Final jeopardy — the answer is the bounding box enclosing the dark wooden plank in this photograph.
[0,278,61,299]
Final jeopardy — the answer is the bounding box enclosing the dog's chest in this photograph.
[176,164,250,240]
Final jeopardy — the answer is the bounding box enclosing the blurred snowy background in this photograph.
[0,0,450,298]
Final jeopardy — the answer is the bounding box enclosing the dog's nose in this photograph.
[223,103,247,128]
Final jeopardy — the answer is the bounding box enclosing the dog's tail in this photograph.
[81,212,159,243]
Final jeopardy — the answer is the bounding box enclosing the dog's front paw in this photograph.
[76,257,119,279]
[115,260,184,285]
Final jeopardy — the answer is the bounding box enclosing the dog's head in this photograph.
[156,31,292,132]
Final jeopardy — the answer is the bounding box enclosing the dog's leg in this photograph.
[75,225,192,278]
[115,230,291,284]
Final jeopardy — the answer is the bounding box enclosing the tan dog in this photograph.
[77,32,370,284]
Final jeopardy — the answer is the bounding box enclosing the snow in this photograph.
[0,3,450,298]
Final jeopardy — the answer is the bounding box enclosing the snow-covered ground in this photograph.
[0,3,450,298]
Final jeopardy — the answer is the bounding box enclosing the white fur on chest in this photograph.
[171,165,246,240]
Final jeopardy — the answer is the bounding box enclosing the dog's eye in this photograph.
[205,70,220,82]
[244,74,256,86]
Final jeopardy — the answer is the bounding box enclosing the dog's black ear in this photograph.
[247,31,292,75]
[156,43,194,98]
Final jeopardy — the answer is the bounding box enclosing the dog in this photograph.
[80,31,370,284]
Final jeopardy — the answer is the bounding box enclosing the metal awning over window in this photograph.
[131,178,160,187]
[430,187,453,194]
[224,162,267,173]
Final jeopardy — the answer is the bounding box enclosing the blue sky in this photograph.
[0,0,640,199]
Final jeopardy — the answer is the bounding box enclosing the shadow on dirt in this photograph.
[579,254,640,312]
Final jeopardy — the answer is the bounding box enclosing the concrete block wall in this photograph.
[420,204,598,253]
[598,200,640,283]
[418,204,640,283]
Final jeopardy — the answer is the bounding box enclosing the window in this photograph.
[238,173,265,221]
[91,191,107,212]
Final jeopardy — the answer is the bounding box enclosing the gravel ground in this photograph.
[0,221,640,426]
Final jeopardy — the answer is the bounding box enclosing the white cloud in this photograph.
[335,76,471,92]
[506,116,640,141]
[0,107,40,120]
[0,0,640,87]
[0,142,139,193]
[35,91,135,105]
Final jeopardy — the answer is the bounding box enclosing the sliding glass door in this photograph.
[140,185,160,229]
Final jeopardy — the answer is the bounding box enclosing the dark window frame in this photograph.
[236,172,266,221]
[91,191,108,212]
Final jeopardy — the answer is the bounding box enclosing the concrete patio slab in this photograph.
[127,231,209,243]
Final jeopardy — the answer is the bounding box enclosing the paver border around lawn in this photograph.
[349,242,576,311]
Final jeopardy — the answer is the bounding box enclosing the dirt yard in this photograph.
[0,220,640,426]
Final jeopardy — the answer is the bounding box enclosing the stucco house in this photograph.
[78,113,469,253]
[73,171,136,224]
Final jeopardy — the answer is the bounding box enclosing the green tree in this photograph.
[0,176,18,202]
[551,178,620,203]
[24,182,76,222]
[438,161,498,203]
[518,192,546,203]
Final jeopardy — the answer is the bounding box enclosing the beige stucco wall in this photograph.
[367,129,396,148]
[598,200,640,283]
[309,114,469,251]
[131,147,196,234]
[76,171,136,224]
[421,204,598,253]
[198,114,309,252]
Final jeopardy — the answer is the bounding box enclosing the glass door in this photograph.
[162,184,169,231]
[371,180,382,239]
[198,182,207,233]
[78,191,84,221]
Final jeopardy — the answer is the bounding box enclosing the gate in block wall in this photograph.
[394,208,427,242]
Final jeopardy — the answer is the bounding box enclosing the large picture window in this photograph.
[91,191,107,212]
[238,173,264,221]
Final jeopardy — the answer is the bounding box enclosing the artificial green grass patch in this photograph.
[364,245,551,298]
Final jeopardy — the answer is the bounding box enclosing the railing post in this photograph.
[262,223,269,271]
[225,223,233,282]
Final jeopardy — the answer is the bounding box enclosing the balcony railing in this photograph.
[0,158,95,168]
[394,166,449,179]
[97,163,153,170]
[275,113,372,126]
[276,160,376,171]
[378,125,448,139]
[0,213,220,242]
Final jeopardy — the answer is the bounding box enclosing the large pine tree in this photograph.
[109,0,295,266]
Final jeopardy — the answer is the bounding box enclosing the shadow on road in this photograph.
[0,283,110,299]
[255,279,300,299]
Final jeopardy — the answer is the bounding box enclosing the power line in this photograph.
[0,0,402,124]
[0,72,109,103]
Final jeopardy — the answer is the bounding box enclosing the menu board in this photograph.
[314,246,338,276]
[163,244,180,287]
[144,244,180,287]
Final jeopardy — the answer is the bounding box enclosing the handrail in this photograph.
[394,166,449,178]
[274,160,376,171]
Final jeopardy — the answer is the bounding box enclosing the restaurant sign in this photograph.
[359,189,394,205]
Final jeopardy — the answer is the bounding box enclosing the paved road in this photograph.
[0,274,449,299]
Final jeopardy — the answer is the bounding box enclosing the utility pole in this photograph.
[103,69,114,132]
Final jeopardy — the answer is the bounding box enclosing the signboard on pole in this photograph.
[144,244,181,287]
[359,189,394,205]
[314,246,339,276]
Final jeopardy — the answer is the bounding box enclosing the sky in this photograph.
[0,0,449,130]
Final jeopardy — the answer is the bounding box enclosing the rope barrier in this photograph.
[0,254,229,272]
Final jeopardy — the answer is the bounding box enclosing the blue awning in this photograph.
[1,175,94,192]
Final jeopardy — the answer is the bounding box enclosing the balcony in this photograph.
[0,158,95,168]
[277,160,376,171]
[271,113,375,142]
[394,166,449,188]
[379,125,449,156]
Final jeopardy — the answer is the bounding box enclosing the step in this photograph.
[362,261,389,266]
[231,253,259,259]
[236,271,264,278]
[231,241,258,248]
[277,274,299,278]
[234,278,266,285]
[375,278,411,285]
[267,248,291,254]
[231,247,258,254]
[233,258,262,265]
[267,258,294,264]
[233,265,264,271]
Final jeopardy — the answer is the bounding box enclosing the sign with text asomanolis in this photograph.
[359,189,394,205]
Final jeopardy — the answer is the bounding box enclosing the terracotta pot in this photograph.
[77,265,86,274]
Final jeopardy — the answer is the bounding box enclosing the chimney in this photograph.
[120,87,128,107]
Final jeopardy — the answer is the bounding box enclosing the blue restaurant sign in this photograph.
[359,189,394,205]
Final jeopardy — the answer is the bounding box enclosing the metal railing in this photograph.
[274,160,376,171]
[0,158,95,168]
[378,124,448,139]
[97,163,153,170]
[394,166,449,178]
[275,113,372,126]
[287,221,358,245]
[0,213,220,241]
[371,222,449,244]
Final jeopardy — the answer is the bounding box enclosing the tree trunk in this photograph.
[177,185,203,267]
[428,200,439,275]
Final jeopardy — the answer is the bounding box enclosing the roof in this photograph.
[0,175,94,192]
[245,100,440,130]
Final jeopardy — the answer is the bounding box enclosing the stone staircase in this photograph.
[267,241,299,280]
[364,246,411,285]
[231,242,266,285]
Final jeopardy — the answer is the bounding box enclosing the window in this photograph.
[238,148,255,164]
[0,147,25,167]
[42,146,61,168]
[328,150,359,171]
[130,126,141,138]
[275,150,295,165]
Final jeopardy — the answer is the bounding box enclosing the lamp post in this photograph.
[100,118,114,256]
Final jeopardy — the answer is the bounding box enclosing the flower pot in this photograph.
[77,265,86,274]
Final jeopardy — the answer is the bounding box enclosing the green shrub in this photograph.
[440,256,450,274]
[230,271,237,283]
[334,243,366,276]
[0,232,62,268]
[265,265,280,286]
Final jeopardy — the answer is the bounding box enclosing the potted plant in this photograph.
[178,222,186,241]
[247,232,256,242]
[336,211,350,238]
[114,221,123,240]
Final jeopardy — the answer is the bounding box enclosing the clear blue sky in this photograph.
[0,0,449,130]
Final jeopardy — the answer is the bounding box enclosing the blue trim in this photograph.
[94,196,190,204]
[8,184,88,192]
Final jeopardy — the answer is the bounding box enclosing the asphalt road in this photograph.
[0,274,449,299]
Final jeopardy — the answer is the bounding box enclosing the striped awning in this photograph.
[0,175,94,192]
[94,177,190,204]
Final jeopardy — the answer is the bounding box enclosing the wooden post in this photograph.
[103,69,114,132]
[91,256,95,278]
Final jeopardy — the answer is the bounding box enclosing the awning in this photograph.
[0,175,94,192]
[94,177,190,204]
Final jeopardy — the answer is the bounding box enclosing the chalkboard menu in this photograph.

> [What is needed]
Write out the material from the line with "on road in this photograph." up to and including the line with "[144,244,180,287]" as a numbered list, leaving out any blank lines.

> [Result for this exercise]
1. Final jeopardy — the answer is the bounding box enclosing the shadow on road in this photograph.
2. [0,283,110,299]
3. [255,279,300,299]
4. Final jeopardy — the answer is the bounding box enclosing the power line in this photograph.
5. [0,0,402,124]
6. [0,72,109,103]
7. Final jeopardy — the answer is the bounding box enclosing the menu board in this photograph.
8. [314,246,338,276]
9. [163,244,180,287]
10. [144,244,180,287]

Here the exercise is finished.